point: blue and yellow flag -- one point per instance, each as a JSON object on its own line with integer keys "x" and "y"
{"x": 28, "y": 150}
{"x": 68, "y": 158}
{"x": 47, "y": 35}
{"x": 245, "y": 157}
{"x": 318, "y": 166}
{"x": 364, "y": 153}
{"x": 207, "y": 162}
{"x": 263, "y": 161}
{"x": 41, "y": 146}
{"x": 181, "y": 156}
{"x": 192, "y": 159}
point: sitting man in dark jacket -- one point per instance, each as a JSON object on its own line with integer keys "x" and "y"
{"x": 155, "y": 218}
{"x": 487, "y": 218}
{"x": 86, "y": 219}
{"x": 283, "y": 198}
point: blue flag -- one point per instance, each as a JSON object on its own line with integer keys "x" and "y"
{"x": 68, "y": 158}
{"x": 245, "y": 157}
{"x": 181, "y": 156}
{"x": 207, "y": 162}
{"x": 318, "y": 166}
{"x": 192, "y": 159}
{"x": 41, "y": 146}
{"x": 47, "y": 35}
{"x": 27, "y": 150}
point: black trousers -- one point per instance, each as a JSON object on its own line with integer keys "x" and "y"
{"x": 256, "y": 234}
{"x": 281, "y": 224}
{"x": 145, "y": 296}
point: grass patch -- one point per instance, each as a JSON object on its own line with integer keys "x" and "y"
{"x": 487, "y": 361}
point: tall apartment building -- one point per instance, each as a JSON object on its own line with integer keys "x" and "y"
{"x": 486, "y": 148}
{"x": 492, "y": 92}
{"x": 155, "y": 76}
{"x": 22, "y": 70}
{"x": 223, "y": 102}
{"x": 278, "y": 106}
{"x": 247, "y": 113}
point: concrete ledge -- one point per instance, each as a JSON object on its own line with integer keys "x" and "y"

⁂

What needs to be done — Copy out the lines of the material above, from the line containing "point: tall apartment" through the last line of the material, including both ends.

Written answer —
point: tall apartment building -- one point per instance, each as a JSON object on its own line with integer keys "x" and "y"
{"x": 486, "y": 148}
{"x": 492, "y": 92}
{"x": 155, "y": 76}
{"x": 22, "y": 70}
{"x": 223, "y": 102}
{"x": 278, "y": 106}
{"x": 247, "y": 113}
point: concrete ledge -- one point per instance, each as a JSON object on its own line with integer keys "x" and "y"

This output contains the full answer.